Japanese pharma r&d spending slows down

Published: 1-Feb-2003


In a reversal of the long-term trend of increasing their r&d spend annually, major domestic pharmaceutical manufacturers in Japan have begun to freeze or even reduce their investment, with genome-related research most affected. The industry is suffering from slow growth in the US market, combined with reductions in government-controlled drug prices and an increase in patients' share of medical costs, making people more cautious about purchasing medicine.

To increase r&d investment efficiency, pharmaceutical firms are rapidly reducing genome-related and other basic research budgets, and emphasising clinical development to hasten commercialisation of new drugs. However, the ratio of r&d spend to sales is in the 10-20% range, significantly higher than in most other industries, and pharma companies consider any further increase in this ratio as potentially damaging to their financial health.

Yamanouchi Pharmaceutical, for example, which had planned to invest ¥10bn (€79.5m) on genome research in each of the five years up to fiscal 2005, is now to spend ¥8bn (€63.6m) annually in the three remaining years of that period. According to President Toichi Takenaka, the human genome project is winding down; meanwhile Yamanouchi's own sequencing technology has reached a certain level of proficiency, so it is cutting back on the amount of data it buys from specialists in the field.

Yamanouchi had planned to invest ¥80bn (€636m) on r&d overall in fiscal 2005, but has reduced that to ¥70bn (€557m) with basic research accounting for only about 30% of the total.

Similarly, Mitsubishi Pharma expects to spend ¥48bn (€382m) on r&d in the current financial year ending 30 March, ¥5bn (€39.8m) less than initially planned, according to President Teruo Kobori. Chairman of Takeda Chemical Industries Masahiko Fujino said his company is cutting its fiscal 2002 r&d spending plans by ¥10bn (€79.5m) to ¥120bn (€55m), although this still represents a ¥20bn (€159m) increase on fiscal 2001.

A spokesman for Sankyo said the company expects to spend ¥86bn (€684m) on r&d in the current business year ; up 6% on fiscal 2001 ; but will begin reducing the amount gradually in fiscal 2003, eventually to just above ¥80bn (€636m). The company's three-year genome research plan finishes in fiscal 2003, and it will then shift funds away from basic research toward clinical trials in Europe and the US.

Stored records:
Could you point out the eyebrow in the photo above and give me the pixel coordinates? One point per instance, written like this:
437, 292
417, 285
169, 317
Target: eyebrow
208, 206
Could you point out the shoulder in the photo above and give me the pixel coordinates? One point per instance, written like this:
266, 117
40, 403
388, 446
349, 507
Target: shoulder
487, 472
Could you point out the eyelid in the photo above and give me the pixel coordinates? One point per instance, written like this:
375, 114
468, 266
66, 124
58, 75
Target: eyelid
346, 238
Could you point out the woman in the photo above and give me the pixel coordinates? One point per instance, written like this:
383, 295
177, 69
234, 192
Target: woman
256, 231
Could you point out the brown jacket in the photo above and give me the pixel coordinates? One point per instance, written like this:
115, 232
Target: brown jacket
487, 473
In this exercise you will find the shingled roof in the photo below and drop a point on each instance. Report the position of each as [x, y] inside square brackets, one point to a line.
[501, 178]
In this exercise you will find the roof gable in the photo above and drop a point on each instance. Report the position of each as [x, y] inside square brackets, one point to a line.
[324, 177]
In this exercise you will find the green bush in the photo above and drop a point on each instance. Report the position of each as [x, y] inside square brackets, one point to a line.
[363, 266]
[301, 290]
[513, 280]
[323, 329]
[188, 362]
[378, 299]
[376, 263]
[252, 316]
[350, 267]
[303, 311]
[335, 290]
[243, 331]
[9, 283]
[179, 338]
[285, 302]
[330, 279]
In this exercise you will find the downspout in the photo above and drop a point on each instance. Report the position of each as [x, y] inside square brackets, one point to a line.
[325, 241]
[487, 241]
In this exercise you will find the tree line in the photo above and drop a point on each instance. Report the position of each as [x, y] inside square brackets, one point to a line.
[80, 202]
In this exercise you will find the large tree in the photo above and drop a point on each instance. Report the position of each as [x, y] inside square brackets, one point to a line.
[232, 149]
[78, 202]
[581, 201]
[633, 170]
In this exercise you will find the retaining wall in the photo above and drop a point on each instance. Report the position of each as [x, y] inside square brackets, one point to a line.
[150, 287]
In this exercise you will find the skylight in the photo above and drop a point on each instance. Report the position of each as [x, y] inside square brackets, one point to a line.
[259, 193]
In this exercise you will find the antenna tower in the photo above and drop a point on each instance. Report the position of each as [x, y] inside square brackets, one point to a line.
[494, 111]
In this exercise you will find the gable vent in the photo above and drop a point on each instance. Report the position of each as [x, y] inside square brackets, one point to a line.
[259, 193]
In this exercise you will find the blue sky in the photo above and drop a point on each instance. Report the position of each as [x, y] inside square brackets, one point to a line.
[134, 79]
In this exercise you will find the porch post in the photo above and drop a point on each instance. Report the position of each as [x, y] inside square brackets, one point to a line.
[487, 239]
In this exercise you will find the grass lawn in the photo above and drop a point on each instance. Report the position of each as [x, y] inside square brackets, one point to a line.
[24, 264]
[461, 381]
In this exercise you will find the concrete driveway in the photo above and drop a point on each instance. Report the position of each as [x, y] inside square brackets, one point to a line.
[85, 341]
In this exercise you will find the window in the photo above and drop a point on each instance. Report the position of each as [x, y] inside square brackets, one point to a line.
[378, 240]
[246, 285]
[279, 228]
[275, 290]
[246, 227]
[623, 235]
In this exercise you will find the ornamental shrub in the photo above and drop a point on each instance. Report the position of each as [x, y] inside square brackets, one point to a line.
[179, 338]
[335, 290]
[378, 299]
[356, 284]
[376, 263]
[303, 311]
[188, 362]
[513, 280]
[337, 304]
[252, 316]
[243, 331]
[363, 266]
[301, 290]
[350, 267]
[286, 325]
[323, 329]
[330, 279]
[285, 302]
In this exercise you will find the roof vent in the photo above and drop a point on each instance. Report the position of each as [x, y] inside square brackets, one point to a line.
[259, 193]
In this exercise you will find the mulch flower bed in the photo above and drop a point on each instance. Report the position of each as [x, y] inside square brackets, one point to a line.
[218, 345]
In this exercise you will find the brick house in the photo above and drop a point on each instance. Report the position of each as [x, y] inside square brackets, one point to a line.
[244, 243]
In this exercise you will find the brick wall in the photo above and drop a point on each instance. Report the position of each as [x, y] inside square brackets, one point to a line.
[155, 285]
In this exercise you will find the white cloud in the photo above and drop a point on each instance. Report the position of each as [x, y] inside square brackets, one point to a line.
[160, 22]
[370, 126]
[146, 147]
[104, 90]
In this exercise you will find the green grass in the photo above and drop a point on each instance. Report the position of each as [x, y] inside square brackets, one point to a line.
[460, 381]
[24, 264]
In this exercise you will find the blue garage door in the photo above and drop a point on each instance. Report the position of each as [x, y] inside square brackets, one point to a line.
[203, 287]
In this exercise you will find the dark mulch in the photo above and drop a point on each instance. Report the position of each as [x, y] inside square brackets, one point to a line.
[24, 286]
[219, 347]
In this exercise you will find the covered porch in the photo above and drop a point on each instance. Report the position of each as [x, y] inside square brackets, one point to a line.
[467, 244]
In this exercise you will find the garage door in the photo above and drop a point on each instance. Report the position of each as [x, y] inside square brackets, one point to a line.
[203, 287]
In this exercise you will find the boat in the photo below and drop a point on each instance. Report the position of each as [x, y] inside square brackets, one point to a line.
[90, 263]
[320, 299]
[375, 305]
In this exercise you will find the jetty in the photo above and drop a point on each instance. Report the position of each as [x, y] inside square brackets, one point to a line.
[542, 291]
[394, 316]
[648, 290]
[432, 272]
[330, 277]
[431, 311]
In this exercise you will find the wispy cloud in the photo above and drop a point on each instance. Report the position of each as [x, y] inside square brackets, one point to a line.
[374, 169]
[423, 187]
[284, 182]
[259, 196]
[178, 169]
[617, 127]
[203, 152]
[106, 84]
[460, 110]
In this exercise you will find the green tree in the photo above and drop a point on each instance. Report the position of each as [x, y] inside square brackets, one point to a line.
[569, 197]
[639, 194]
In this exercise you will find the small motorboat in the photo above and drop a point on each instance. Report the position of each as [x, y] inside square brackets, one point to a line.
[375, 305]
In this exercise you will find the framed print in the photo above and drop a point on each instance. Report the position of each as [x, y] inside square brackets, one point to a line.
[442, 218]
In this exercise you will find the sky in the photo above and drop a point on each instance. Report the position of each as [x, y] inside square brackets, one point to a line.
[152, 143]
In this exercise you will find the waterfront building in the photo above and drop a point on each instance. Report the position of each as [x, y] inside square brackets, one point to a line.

■ Exercise
Reproduce the part of the article on Japanese pharma R&D spending that begins at the words "In a reversal" and ends after "about purchasing medicine.", word for word.

■ Result
In a reversal of the long-term trend of increasing their r&d spend annually, major domestic pharmaceutical manufacturers in Japan have begun to freeze or even reduce their investment, with genome-related research most affected. The industry is suffering from slow growth in the US market, combined with reductions in government-controlled drug prices and an increase in patients' share of medical costs, making people more cautious about purchasing medicine.